Goals:
[1] From the software license terms, reproduce the stretch from "For purposes of" through "and its materials." word for word.
[2] Pick up the software license terms after their last sentence and keep writing them.

Your use of the software and content are subjects to the terms of use set forth below (“Agreement”). By installing, using, registering or otherwise accessing the software and/or content, you acknowledge that you have read and understand this Agreement and agree to the terms set forth below and Company’s privacy policies.
For purposes of this Agreement, “Software” means all software programs made available by Bitflash International Trade Limited and its affiliates (“Company”, “Us”, “We”) including, but not limited to mobile games, downloadable games for personal computer and games and services accessed by means of a browser or other online communication method. Software also includes accompanying manual(s), packaging and other written, files, electronic or on-line materials or documentation, and any and all copies of such software and its materials.
If you do not wish to be bound by these terms, please do not access or use the Software. You represent that you are of legal age to form a binding contract.
For the purposes of this Agreement, “Device” means any platform or equipment by which you access the Services, in all forms now known or hereafter created including, without limitation handheld devices, mobile phones, consoles, and personal computers.
We hereby grant you the non-exclusive, non-transferable, non-sublicensable, limited right and license to use one copy of the Software for your personal non-commercial use for gameplay on a single Device, unless otherwise specified in the Software documentation. Your rights are subject to your compliance with this Agreement. The term of your license under this Agreement shall commence on the date that you install or otherwise use the Software and ends on the earlier date of either your disposal of the Software or Our termination of this Agreement. Your license terminates immediately if you attempt to circumvent any technical protection measures used in connection with the Software. The Software is being licensed to you and you hereby acknowledge that no title or ownership in the Software is being transferred or assigned and this Agreement should not be construed as a sale of any rights in the Software. All rights not specifically granted under this Agreement are reserved by Us.

Information supplied:
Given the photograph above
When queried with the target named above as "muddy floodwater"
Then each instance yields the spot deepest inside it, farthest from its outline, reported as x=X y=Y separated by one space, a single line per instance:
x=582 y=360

Final results:
[1]
For purposes of this Agreement, “Software” means all software programs made available by Bitflash International Trade Limited and its affiliates (“Company”, “Us”, “We”) including, but not limited to mobile games, downloadable games for personal computer and games and services accessed by means of a browser or other online communication method. Software also includes accompanying manual(s), packaging and other written, files, electronic or on-line materials or documentation, and any and all copies of such software and its materials.

[2]
The information, pictures, graphics, games, upgrades for use in Software (e.g., new levels, characters, and in-game items such as drawings, stars, points, etc.) (“Game Items”), and other content, features and services available in the Services (collectively, the “Software Content”) are owned by Company or its suppliers or licensors and are protected by copyright and other laws throughout the world. We grant you a non-exclusive license to reproduce portions of the Software Content for the sole purpose of reviewing and using the Software Content as permitted in these Terms of Service. You acknowledge that Software Content has no real world value, is licensed as part of, and may only be used in, the game or specific Service page that such Software Content is designed to work with. Accordingly, you may not sell or transfer the Software Content and all such transfers or sales are null and void. All copyright and other proprietary notices on any Software Content must be retained on any copies. Any unauthorized reproduction or modification, distribution, or performance of any Software Content is strictly prohibited. We reserves all rights not granted in these Terms of Use.
Company retains all right, title and interest to the Software, including, but not limited to, all copyrights, trademarks, trade secrets, trade names, proprietary rights, patents, titles, computer codes, audiovisual effects, themes, characters, character names, stories, dialog, settings, artwork, sound effects, musical works, and moral rights whether registered or not and all applications thereof. The Software is protected by applicable laws and treaties throughout the world. Unless expressly authorized by mandatory legislation, the Software may not be copied, reproduced or distributed in any manner or medium, in whole or in part, without prior written consent of Company. All rights not expressly granted to you herein are reserved by Company.
You will not: (i) commercially exploit the Software; (ii) distribute, lease, license, sell, rent, lend, convey or otherwise transfer or assign the Software, any passwords or usernames or any copies of the Software, without the express prior written consent of Company or as set forth in this Agreement; (iii) make a copy of the Software or any part thereof (other than as set forth herein); (iv) make a copy of the Software available on a network for use or download by multiple users; (v) reverse engineer, decompile, disassemble, translate, prepare derivative works based on or otherwise modify the Software, in whole or in part; (vi) remove, obscure or modify any copyright, trademark or other proprietary rights notices, marks or labels contained on or within the Software, falsify or delete any author attributions, legal notices or other labels of the origin or source of the material; (vii) misrepresent the source of ownership of the Software; or (viii) scrape, build databases or otherwise create permanent copies of content returned from the Software.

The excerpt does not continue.